## WHAT TO WORK ON
Within the records below, reproduce without change the lines from the line that has "subject: bird's belly" through the line that has "task: draw the outline of every instance of the white", and only those.

## DATA LISTING

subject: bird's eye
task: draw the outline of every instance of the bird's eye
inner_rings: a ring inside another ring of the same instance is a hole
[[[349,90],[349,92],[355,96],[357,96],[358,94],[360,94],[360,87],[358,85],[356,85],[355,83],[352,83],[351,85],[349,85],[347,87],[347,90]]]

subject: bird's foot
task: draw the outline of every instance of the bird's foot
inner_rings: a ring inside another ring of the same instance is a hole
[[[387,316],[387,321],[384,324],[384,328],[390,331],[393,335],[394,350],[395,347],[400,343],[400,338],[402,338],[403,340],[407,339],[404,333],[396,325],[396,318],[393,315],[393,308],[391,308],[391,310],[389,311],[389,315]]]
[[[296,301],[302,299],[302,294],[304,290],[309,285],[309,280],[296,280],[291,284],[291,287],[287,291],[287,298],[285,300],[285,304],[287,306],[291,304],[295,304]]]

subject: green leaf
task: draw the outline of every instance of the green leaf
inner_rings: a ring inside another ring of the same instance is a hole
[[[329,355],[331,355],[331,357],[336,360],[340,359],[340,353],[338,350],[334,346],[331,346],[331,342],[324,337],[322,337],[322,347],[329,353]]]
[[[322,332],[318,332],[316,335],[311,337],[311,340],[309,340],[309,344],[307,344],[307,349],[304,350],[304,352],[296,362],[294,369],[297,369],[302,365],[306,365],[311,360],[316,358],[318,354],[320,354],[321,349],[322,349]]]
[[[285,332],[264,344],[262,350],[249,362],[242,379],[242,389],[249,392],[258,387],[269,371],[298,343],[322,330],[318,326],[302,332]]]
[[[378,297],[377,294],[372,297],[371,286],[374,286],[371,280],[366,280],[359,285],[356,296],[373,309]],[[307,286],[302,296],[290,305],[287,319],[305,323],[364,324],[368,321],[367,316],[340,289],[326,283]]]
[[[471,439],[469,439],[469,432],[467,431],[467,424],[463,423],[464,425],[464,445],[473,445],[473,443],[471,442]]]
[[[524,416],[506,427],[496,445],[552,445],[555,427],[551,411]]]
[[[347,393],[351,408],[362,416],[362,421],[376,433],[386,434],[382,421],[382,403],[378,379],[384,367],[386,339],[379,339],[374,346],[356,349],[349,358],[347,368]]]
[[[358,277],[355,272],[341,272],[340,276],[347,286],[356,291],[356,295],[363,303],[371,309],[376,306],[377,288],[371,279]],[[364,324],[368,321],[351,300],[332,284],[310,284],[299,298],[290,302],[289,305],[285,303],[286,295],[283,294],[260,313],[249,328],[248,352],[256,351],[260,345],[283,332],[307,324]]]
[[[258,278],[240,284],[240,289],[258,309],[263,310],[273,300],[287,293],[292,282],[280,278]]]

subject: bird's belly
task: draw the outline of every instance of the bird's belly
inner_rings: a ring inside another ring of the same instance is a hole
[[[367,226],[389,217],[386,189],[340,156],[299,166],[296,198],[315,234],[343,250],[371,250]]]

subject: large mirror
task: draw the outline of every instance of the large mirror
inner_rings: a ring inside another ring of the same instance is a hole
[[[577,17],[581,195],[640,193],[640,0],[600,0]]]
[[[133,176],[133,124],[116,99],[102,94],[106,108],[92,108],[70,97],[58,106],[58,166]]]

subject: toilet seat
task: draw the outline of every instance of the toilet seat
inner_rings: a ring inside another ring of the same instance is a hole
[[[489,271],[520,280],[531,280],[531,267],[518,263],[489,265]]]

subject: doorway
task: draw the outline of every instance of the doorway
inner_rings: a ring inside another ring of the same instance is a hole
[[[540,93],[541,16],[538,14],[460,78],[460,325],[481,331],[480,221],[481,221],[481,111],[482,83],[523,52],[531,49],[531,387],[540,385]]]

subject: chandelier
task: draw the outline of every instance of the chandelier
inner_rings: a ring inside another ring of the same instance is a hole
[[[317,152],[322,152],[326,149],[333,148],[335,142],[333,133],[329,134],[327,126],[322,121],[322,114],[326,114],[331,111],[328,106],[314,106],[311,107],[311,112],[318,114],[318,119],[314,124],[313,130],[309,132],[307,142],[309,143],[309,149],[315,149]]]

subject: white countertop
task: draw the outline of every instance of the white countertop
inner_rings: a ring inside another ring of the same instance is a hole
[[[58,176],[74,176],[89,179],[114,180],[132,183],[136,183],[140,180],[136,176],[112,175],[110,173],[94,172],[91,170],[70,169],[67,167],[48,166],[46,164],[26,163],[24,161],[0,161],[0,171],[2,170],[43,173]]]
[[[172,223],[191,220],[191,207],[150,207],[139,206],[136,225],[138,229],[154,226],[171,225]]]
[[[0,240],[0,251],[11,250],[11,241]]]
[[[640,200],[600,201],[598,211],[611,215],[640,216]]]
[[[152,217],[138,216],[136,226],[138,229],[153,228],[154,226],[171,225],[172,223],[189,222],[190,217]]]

---

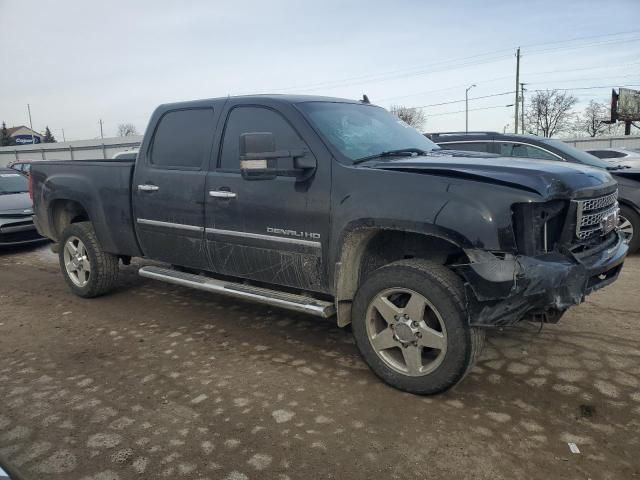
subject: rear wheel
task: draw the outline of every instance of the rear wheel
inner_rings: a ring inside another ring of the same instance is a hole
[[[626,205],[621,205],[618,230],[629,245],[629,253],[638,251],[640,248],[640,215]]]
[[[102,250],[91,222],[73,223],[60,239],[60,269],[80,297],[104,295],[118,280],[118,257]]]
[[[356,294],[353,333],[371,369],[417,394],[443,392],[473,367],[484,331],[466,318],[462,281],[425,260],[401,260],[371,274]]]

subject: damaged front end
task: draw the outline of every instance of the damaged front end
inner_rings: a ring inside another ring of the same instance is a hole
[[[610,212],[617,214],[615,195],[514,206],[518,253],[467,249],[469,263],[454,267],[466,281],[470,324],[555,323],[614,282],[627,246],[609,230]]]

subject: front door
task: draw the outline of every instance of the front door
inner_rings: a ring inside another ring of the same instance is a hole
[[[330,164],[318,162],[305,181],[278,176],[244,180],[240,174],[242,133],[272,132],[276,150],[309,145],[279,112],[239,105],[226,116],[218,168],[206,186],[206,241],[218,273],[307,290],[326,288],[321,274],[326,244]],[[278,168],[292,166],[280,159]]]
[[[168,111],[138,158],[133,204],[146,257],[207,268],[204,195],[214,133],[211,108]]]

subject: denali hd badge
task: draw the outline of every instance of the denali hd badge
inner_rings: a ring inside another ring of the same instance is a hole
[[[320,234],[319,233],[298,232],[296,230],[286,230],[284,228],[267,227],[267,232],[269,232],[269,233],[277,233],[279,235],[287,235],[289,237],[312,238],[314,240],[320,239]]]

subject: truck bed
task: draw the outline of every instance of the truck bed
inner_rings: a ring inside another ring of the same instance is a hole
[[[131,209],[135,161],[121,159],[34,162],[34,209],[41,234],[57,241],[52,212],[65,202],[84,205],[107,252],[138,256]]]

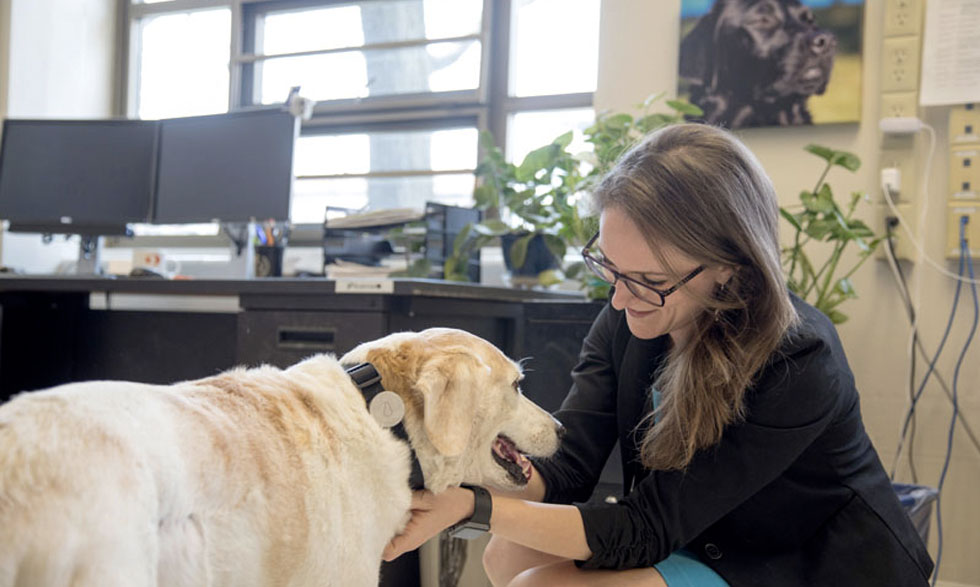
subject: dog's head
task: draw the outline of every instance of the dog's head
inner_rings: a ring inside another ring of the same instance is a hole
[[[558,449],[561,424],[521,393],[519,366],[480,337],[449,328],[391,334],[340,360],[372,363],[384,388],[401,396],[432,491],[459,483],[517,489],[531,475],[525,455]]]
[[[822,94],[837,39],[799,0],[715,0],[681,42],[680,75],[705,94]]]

## REPLY
subject: bird's belly
task: draw the outline of every instance of the bird's belly
inner_rings: a ring inside another ring of the same instance is a hole
[[[367,226],[389,217],[386,189],[340,156],[299,166],[296,198],[315,234],[343,250],[371,250]]]

subject: large mirror
task: draw the outline of every instance of the large mirror
inner_rings: a ring inside another ring of the same instance is a hole
[[[577,17],[581,195],[640,193],[640,0],[600,0]]]
[[[133,176],[133,124],[116,99],[102,94],[106,108],[92,108],[70,97],[58,106],[58,166]]]

subject: toilet seat
task: draw the outline of every instance of the toilet seat
inner_rings: a ring inside another ring of the same instance is a hole
[[[489,271],[520,280],[531,280],[531,267],[518,263],[489,265]]]

subject: doorway
task: draw the outline of every instance of the doorway
inner_rings: a ring inside another ring of the same instance is a hole
[[[540,93],[541,16],[538,14],[460,78],[460,325],[481,331],[480,221],[481,221],[481,111],[482,83],[523,52],[531,49],[531,387],[540,385]]]

subject: chandelier
task: draw the outline of every instance of the chandelier
inner_rings: a ring inside another ring of the same instance is a hole
[[[317,152],[322,152],[326,149],[333,148],[335,142],[333,133],[329,134],[327,126],[322,121],[322,114],[326,114],[331,111],[328,106],[314,106],[311,107],[311,112],[318,114],[318,119],[314,124],[313,130],[309,132],[307,142],[309,143],[309,149],[315,149]]]

subject: white countertop
task: draw the outline of every instance of the white countertop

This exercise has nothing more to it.